» **Directions**
Please read the passage below about welcoming 2022 in Bernal and decide whether each statement agrees with it: (a) the writer compares the look of Bernal to San Miguel de Allende; (b) Bernal draws more American tourists than local ones; (c) the writer spent New Year's Eve alone. For each, answer yes or no and quote the words from the passage that decide it.

» **Passage given**
[Start]

I’m hitting straight home-runs with these past couple months.
I swear I’m not just wearing rose-colored glasses; things have been just so truly incredibly good (if I’d started this series back up in 2021, there would have been quite a different theme to the mood).
It can be really hard to fully embrace the wonderfulness after so much heaviness and hardship.
Even amidst all the happiness, I feel an underlying anxiety, like: when is the other shoe going to drop? When’s this things-going-right carpet going to be pulled out from underneath me?
To be honest, doing these monthly roundups is really helping. Reflecting on the good days (and even the not so good, which relatively speaking haven’t been so bad at all) feels very grounding. It is real. It is all happening. Writing always confronts me with the truth: right now, it is that my life really is incredible and joyous. And I want to fully own that, to relish in it, and to be proud of myself for doing the work it has taken to get to this point.
As my dad has said, enjoy it now, because you never know what tomorrow may bring.
Welcomed in 2022 in Bernal
Bernal is a magic town you should not miss (full post on it coming soon). In many ways it reminds me aesthetically of San Miguel de Allende, but at a far more reasonable price, and with many more local tourists as compared to Americans.
For such a small town, there’s sooooo many activities (please tell me you got the Stepbrothers reference): restaurants, bars, wandering around the town, ATV tours, hikes, vineyard tours, cheese tastings (!), and more and more and more.
If its true that the way you spend your first day is the way you’ll spend the rest of the year, I couldn’t be happier.
I celebrated NYE with some of my favorite people (my boyfriend and his family), in a new cute town, an early dinner, drinks, and watching fireworks from a rooftop and then a jacuzzi. I don’t think it could possibly get better than that!

[End]

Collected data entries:
[Start]

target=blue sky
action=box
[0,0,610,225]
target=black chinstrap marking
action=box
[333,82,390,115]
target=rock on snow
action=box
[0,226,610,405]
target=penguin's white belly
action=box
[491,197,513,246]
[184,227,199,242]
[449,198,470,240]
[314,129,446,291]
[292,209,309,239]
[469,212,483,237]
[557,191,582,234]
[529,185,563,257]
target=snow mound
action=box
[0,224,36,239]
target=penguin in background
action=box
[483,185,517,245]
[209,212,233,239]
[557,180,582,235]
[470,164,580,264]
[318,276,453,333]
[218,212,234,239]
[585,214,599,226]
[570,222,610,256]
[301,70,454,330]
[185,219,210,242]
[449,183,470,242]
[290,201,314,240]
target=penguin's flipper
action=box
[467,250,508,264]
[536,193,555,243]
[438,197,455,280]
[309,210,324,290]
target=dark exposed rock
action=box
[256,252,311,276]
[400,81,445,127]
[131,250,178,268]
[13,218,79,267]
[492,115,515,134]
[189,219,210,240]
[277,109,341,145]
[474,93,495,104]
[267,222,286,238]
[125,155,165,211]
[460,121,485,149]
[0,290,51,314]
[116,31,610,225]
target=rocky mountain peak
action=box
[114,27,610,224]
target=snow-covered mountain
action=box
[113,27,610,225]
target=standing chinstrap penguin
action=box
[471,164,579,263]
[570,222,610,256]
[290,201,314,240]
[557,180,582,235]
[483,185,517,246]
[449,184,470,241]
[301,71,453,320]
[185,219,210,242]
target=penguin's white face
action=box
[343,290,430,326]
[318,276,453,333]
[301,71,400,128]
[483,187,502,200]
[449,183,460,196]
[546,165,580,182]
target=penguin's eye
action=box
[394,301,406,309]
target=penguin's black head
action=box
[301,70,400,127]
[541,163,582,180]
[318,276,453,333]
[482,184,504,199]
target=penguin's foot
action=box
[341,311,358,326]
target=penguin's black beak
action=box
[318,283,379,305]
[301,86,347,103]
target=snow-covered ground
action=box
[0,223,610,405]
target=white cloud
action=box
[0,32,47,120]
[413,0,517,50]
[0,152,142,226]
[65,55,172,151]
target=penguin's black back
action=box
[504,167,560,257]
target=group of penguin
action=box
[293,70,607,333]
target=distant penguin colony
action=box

[End]

» **Answer for this exercise**
(a) Yes: "In many ways it reminds me aesthetically of San Miguel de Allende"
(b) No: "with many more local tourists as compared to Americans"
(c) No: "I celebrated NYE with some of my favorite people (my boyfriend and his family)"